Tasks for this exercise:
**a.** Copy the passage from the IEEE Information Theory Society statement starting at "IEEE members are" and ending at "Code of Conduct.".
**b.** According to the IEEE Information Theory Society statement, which body voted to approve it?

Page excerpt:
_ _ _ _ _

The IEEE Information Theory Society Board of Governors voted to approve the following statement to be included on official society events and on the website:

IEEE members are committed to the highest standards of integrity, responsible behavior, and ethical and professional conduct. The IEEE Information Theory Society reaffirms its commitment to an environment free of discrimination and harassment as stated in the IEEE Code of Conduct, IEEE Code of Ethics, and IEEE Nondiscrimination Policy. In particular, as stated in the IEEE Code of Ethics and Code of Conduct, members of the society will not engage in harassment of any kind, including sexual harassment, or bullying behavior, nor discriminate against any person because of characteristics protected by law. In addition, society members will not retaliate against any IEEE member, employee or other person who reports an act of misconduct, or who reports any violation of the IEEE Code of Ethics or Code of Conduct.

_ _ _ _ _

Dataset entries:
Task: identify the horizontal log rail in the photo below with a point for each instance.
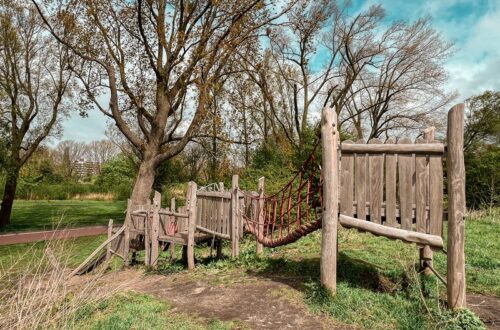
(390, 232)
(424, 148)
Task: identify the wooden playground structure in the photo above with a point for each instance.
(393, 189)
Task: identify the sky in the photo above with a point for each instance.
(472, 25)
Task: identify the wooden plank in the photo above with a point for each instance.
(213, 233)
(390, 187)
(456, 208)
(260, 225)
(99, 248)
(192, 209)
(429, 148)
(405, 186)
(393, 233)
(376, 177)
(235, 244)
(329, 216)
(347, 186)
(360, 182)
(421, 180)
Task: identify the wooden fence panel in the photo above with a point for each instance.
(421, 180)
(347, 184)
(405, 186)
(360, 182)
(376, 188)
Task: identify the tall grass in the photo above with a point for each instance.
(36, 292)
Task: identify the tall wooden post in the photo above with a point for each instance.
(110, 233)
(426, 254)
(330, 167)
(456, 207)
(235, 244)
(191, 223)
(128, 225)
(260, 224)
(155, 229)
(172, 244)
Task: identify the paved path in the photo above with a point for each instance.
(34, 236)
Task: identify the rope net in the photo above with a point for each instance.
(291, 213)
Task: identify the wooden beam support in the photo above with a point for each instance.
(330, 166)
(456, 208)
(234, 223)
(260, 225)
(388, 148)
(391, 232)
(191, 204)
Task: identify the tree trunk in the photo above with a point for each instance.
(144, 182)
(8, 197)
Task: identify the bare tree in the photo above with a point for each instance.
(68, 152)
(33, 83)
(152, 58)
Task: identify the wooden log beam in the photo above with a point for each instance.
(456, 208)
(391, 232)
(428, 148)
(330, 164)
(99, 248)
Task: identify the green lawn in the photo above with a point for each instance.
(378, 283)
(39, 215)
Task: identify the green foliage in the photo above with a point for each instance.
(137, 311)
(482, 150)
(458, 320)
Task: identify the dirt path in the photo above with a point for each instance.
(256, 302)
(35, 236)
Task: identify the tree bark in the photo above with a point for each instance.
(8, 197)
(144, 182)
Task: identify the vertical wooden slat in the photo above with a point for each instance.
(260, 225)
(376, 168)
(329, 216)
(390, 187)
(347, 186)
(360, 184)
(405, 186)
(456, 208)
(192, 208)
(421, 180)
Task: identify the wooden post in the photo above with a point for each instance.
(172, 244)
(235, 244)
(330, 167)
(155, 229)
(128, 224)
(456, 208)
(191, 204)
(110, 233)
(426, 254)
(260, 224)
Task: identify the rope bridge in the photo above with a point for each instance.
(291, 213)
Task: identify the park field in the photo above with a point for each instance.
(51, 214)
(377, 275)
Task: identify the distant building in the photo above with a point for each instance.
(85, 168)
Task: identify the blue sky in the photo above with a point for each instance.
(474, 27)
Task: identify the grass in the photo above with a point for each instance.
(137, 311)
(379, 286)
(40, 215)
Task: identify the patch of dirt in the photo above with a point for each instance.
(257, 302)
(486, 307)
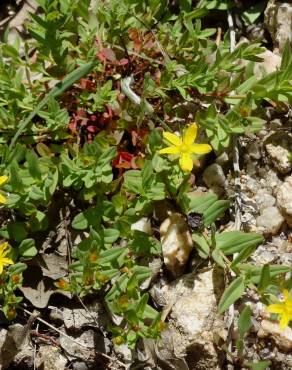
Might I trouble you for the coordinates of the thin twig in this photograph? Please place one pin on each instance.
(231, 30)
(72, 339)
(237, 200)
(138, 55)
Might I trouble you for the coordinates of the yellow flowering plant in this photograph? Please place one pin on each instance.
(283, 309)
(185, 147)
(4, 260)
(3, 180)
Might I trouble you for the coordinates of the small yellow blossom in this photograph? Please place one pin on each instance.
(185, 147)
(3, 180)
(4, 250)
(283, 309)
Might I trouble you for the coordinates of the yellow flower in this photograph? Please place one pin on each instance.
(3, 179)
(283, 309)
(4, 250)
(185, 147)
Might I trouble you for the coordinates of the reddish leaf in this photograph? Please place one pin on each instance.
(123, 160)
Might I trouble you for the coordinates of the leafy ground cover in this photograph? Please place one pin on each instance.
(110, 111)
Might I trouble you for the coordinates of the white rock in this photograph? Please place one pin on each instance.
(271, 62)
(283, 338)
(50, 358)
(215, 179)
(78, 317)
(279, 157)
(284, 199)
(264, 199)
(143, 224)
(278, 19)
(193, 319)
(270, 220)
(253, 149)
(176, 243)
(222, 159)
(85, 350)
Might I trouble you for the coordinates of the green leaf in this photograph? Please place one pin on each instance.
(133, 182)
(244, 321)
(33, 165)
(111, 235)
(265, 278)
(18, 268)
(201, 245)
(15, 231)
(199, 203)
(38, 221)
(216, 210)
(235, 241)
(112, 254)
(144, 244)
(27, 248)
(233, 292)
(253, 273)
(83, 220)
(261, 365)
(57, 90)
(254, 12)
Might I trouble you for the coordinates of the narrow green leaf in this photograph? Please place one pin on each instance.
(235, 241)
(215, 211)
(27, 248)
(56, 91)
(244, 321)
(265, 278)
(233, 292)
(201, 245)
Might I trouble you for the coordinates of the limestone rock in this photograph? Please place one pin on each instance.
(176, 243)
(143, 224)
(278, 20)
(284, 199)
(214, 178)
(278, 146)
(282, 338)
(264, 199)
(193, 319)
(50, 358)
(271, 62)
(79, 317)
(270, 220)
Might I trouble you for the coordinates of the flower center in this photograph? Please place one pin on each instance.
(184, 148)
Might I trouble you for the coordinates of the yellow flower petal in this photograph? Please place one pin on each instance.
(3, 247)
(190, 134)
(276, 308)
(3, 179)
(284, 321)
(6, 261)
(285, 293)
(186, 162)
(173, 139)
(2, 199)
(169, 150)
(200, 148)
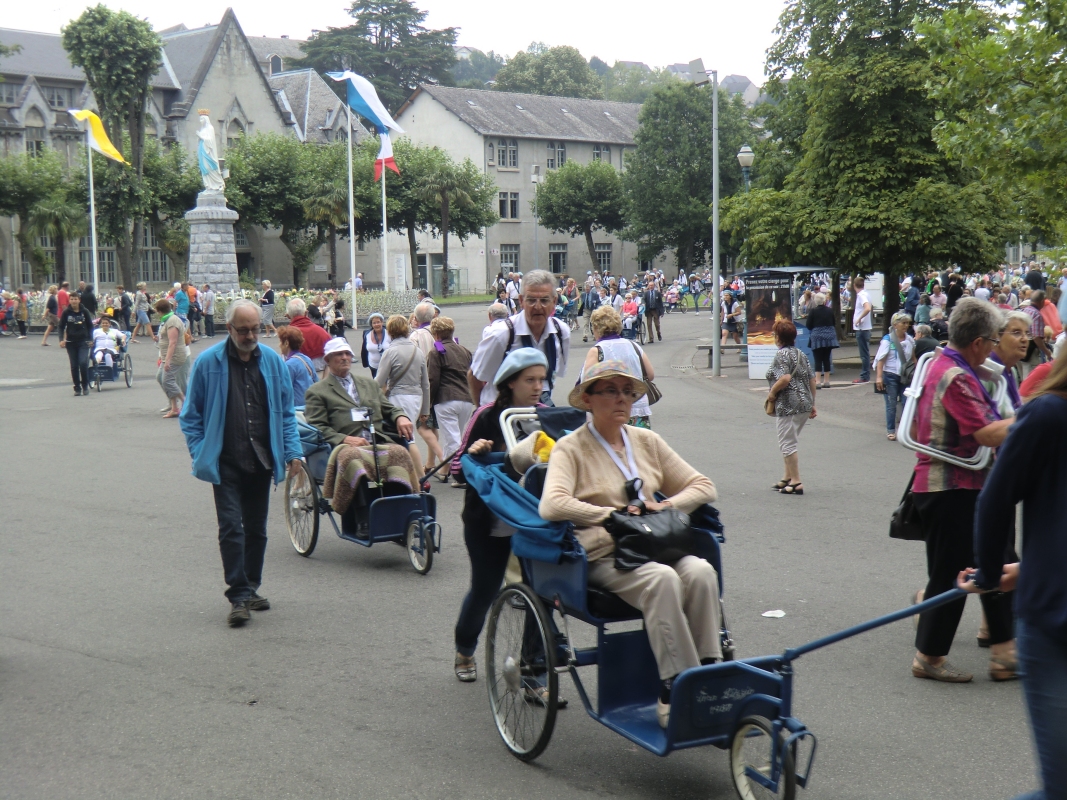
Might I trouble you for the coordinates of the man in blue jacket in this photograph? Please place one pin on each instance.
(241, 431)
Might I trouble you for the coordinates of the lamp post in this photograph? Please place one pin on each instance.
(745, 158)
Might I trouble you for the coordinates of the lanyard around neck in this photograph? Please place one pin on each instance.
(630, 468)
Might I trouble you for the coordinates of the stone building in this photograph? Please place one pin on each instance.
(250, 86)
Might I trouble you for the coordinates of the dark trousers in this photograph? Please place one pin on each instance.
(241, 500)
(78, 353)
(489, 561)
(948, 523)
(652, 319)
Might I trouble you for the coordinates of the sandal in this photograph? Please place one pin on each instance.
(466, 669)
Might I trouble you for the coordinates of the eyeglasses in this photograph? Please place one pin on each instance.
(615, 394)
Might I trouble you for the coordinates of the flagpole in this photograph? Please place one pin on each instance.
(92, 212)
(385, 242)
(351, 222)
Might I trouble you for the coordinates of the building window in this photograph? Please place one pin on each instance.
(155, 266)
(35, 141)
(509, 205)
(509, 257)
(557, 155)
(604, 257)
(557, 258)
(58, 97)
(105, 261)
(507, 153)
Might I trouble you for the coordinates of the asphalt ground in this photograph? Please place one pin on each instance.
(118, 677)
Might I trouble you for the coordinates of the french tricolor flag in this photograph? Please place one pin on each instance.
(363, 99)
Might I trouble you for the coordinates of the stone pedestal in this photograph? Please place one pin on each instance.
(212, 257)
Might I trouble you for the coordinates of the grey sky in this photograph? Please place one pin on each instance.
(731, 37)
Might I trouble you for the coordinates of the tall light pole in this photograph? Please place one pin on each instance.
(700, 77)
(745, 158)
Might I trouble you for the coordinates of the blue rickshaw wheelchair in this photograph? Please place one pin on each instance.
(744, 706)
(122, 364)
(384, 513)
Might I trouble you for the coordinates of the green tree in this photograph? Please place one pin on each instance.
(25, 181)
(118, 53)
(388, 46)
(668, 177)
(559, 72)
(477, 70)
(580, 198)
(997, 76)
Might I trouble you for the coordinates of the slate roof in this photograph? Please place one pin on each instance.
(43, 56)
(537, 116)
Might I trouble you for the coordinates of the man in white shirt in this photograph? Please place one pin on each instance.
(532, 326)
(861, 323)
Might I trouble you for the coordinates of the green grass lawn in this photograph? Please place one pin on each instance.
(457, 299)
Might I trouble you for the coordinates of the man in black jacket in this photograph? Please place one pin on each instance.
(76, 335)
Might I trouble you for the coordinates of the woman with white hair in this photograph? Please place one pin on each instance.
(267, 308)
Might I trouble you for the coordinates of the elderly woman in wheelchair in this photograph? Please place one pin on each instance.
(591, 474)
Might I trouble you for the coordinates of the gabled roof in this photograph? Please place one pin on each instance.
(537, 116)
(43, 56)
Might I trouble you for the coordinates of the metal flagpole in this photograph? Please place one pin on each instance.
(385, 241)
(92, 212)
(351, 223)
(716, 306)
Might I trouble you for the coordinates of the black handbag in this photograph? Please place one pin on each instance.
(905, 523)
(656, 536)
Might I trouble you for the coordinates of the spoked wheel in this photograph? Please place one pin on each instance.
(419, 546)
(301, 510)
(750, 751)
(521, 672)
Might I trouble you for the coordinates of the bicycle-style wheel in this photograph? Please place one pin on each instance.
(750, 752)
(301, 510)
(521, 671)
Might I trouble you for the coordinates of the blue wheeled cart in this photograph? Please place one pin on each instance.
(408, 520)
(744, 706)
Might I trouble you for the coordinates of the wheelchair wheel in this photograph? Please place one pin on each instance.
(521, 671)
(301, 510)
(419, 547)
(750, 749)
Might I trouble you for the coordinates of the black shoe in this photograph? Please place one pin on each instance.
(239, 614)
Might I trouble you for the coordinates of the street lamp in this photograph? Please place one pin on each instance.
(745, 158)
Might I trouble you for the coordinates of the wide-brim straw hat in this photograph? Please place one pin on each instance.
(602, 371)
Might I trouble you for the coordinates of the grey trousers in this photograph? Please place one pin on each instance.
(681, 607)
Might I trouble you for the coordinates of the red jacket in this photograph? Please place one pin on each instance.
(315, 337)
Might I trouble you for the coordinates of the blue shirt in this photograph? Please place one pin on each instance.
(1031, 466)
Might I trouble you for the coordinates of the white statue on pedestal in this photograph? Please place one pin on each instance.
(207, 156)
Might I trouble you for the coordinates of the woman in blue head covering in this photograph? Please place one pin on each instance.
(520, 381)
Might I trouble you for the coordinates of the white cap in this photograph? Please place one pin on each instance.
(337, 345)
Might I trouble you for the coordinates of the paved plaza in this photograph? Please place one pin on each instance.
(120, 678)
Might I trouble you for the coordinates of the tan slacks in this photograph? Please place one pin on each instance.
(681, 607)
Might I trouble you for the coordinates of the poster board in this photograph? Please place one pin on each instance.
(767, 299)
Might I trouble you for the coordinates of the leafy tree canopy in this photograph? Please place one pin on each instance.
(580, 198)
(389, 46)
(559, 72)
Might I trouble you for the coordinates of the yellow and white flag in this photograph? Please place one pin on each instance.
(97, 138)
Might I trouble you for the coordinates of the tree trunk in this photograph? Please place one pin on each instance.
(413, 252)
(592, 249)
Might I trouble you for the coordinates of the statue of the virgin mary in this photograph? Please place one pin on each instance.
(207, 156)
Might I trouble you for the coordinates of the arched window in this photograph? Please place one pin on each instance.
(234, 132)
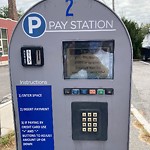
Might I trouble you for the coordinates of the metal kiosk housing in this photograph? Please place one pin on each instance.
(70, 66)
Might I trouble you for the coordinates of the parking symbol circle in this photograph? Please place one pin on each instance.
(34, 25)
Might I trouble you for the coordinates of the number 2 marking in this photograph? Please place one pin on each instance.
(69, 7)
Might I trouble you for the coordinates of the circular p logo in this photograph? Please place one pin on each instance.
(34, 25)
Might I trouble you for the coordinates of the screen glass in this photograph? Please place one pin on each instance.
(88, 59)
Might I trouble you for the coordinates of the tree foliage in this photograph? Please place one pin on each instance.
(145, 29)
(137, 35)
(4, 12)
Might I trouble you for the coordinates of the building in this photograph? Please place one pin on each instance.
(6, 28)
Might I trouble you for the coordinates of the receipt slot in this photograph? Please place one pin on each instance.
(70, 65)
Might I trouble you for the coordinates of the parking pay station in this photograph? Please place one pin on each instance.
(70, 63)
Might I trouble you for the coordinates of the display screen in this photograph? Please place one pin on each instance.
(88, 59)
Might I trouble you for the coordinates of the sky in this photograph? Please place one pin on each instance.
(136, 10)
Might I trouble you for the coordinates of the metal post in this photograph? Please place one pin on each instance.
(113, 5)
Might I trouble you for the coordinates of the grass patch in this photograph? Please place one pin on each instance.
(143, 134)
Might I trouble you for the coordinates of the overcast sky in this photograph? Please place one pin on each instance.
(137, 10)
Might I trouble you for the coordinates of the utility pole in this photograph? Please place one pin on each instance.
(113, 5)
(12, 10)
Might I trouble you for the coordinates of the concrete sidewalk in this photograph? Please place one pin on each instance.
(3, 63)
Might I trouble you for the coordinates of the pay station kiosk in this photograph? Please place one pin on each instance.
(70, 64)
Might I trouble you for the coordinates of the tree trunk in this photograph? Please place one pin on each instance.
(12, 10)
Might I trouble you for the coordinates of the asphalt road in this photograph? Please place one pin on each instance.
(135, 141)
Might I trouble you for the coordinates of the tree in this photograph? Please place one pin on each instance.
(4, 12)
(136, 35)
(145, 29)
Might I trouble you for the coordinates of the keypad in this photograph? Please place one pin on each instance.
(89, 122)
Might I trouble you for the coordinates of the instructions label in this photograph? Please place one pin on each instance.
(35, 114)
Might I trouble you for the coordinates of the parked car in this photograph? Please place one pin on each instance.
(145, 53)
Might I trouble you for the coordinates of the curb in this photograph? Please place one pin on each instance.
(141, 119)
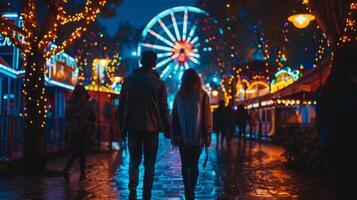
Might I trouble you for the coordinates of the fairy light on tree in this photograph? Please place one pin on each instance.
(34, 40)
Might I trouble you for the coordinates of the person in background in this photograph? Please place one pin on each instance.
(80, 118)
(143, 113)
(336, 119)
(229, 121)
(218, 115)
(191, 127)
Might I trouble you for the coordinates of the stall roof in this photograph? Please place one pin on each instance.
(305, 86)
(7, 71)
(309, 82)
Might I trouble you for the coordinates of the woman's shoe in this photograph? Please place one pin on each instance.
(65, 176)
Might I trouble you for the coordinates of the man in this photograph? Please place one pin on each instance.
(143, 113)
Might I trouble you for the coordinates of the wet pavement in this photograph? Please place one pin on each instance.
(249, 170)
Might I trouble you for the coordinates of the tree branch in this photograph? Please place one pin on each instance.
(90, 14)
(11, 31)
(29, 14)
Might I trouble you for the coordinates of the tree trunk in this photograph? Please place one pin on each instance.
(34, 155)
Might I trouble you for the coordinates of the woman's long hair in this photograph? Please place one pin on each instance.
(79, 94)
(191, 83)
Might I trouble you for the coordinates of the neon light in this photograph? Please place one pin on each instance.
(10, 72)
(164, 72)
(194, 55)
(190, 35)
(162, 24)
(53, 82)
(186, 65)
(161, 55)
(177, 32)
(160, 64)
(184, 31)
(158, 47)
(180, 38)
(194, 60)
(194, 40)
(258, 83)
(161, 38)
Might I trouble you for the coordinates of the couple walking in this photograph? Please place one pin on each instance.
(143, 113)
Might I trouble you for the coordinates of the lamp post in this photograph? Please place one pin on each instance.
(245, 87)
(302, 20)
(99, 64)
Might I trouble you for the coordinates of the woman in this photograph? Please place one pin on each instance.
(192, 127)
(336, 118)
(80, 118)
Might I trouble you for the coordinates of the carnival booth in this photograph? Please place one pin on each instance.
(104, 91)
(59, 81)
(291, 101)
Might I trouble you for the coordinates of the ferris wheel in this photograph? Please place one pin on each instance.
(172, 34)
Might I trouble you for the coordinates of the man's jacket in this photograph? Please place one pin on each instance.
(143, 103)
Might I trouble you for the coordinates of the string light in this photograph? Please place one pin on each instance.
(35, 49)
(349, 31)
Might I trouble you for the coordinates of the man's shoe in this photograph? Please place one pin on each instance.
(146, 195)
(132, 195)
(65, 176)
(82, 177)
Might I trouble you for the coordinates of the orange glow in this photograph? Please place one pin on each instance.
(301, 20)
(183, 50)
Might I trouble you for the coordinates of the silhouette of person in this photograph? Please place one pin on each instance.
(336, 118)
(143, 113)
(191, 127)
(80, 118)
(228, 124)
(242, 119)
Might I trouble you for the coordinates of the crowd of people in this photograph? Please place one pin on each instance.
(143, 113)
(226, 119)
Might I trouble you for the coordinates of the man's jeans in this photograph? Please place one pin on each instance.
(139, 141)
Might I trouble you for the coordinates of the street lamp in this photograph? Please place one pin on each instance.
(245, 87)
(302, 20)
(99, 64)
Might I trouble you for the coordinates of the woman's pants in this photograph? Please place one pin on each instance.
(189, 164)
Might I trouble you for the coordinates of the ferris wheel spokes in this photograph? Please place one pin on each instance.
(167, 31)
(162, 55)
(158, 47)
(163, 62)
(173, 35)
(190, 35)
(184, 31)
(153, 33)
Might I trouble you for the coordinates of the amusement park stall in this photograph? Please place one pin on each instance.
(59, 83)
(291, 103)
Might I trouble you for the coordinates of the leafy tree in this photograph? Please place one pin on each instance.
(39, 30)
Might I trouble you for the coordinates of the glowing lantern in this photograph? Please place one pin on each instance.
(215, 93)
(301, 21)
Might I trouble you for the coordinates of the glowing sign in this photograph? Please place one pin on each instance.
(283, 78)
(8, 51)
(5, 42)
(62, 69)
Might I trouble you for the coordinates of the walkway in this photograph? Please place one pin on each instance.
(248, 170)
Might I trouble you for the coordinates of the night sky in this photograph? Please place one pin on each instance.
(140, 12)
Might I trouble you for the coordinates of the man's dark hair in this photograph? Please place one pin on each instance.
(148, 59)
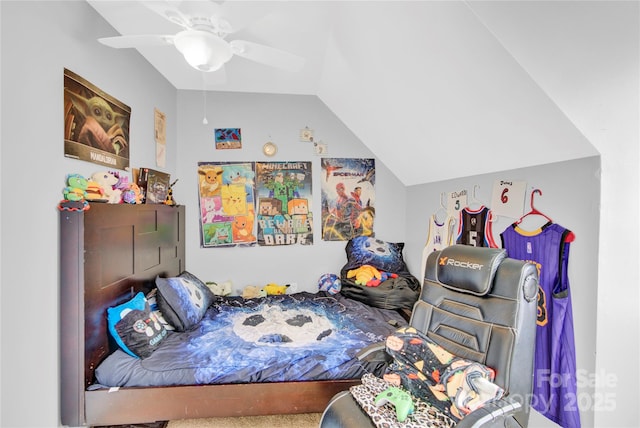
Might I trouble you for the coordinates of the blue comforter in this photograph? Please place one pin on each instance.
(301, 336)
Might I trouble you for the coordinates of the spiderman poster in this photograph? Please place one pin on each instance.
(348, 198)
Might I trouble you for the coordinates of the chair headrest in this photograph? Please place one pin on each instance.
(468, 269)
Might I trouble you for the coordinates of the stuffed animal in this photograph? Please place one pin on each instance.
(253, 291)
(76, 189)
(95, 192)
(383, 277)
(275, 289)
(222, 289)
(364, 274)
(132, 195)
(107, 180)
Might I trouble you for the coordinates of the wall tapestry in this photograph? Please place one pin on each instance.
(348, 198)
(226, 195)
(96, 125)
(284, 203)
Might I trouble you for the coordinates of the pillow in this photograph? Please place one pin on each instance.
(183, 300)
(135, 328)
(366, 250)
(155, 309)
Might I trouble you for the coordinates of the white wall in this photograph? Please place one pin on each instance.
(40, 39)
(279, 118)
(570, 196)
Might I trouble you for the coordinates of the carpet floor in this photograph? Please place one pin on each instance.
(306, 420)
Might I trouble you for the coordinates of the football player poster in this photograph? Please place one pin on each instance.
(348, 198)
(284, 209)
(226, 195)
(96, 125)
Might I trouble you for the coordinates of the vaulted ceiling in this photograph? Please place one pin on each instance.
(436, 89)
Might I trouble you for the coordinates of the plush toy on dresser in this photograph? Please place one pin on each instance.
(107, 181)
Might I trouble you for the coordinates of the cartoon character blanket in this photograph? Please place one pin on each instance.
(302, 336)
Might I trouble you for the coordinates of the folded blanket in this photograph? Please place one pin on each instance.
(454, 385)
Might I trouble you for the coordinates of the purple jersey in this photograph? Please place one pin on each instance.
(554, 389)
(474, 227)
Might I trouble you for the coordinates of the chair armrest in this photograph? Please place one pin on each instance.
(492, 414)
(374, 352)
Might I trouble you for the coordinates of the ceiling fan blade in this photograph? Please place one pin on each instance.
(137, 41)
(241, 14)
(187, 14)
(168, 10)
(267, 55)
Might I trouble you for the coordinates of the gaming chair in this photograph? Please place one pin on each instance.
(479, 305)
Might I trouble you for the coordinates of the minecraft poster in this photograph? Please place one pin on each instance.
(348, 198)
(284, 203)
(226, 195)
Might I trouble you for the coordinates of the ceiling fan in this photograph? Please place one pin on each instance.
(205, 27)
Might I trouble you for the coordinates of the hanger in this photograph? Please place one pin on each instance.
(442, 210)
(534, 211)
(475, 200)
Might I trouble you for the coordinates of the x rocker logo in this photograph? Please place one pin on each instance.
(446, 261)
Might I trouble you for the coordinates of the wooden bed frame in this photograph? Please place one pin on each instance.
(107, 254)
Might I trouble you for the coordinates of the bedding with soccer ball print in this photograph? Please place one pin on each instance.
(300, 336)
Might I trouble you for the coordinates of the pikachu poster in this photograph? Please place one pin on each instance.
(226, 195)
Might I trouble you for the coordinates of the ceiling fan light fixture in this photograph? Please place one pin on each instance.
(203, 50)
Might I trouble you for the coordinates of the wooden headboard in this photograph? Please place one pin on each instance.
(107, 254)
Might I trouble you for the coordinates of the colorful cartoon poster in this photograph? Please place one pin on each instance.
(348, 198)
(284, 203)
(226, 195)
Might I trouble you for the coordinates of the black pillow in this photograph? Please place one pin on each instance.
(135, 328)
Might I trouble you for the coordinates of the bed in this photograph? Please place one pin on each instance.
(110, 254)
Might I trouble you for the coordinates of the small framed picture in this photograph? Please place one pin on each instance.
(306, 134)
(228, 138)
(320, 148)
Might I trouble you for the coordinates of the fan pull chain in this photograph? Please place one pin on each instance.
(204, 97)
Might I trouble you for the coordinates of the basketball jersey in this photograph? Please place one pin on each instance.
(474, 227)
(554, 390)
(439, 236)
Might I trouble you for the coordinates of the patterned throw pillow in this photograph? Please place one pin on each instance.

_ _ _ _ _

Answers for the exercise:
**a.**
IEEE members are committed to the highest standards of integrity, responsible behavior, and ethical and professional conduct. The IEEE Information Theory Society reaffirms its commitment to an environment free of discrimination and harassment as stated in the IEEE Code of Conduct, IEEE Code of Ethics, and IEEE Nondiscrimination Policy. In particular, as stated in the IEEE Code of Ethics and Code of Conduct, members of the society will not engage in harassment of any kind, including sexual harassment, or bullying behavior, nor discriminate against any person because of characteristics protected by law. In addition, society members will not retaliate against any IEEE member, employee or other person who reports an act of misconduct, or who reports any violation of the IEEE Code of Ethics or Code of Conduct.

**b.** The IEEE Information Theory Society Board of Governors.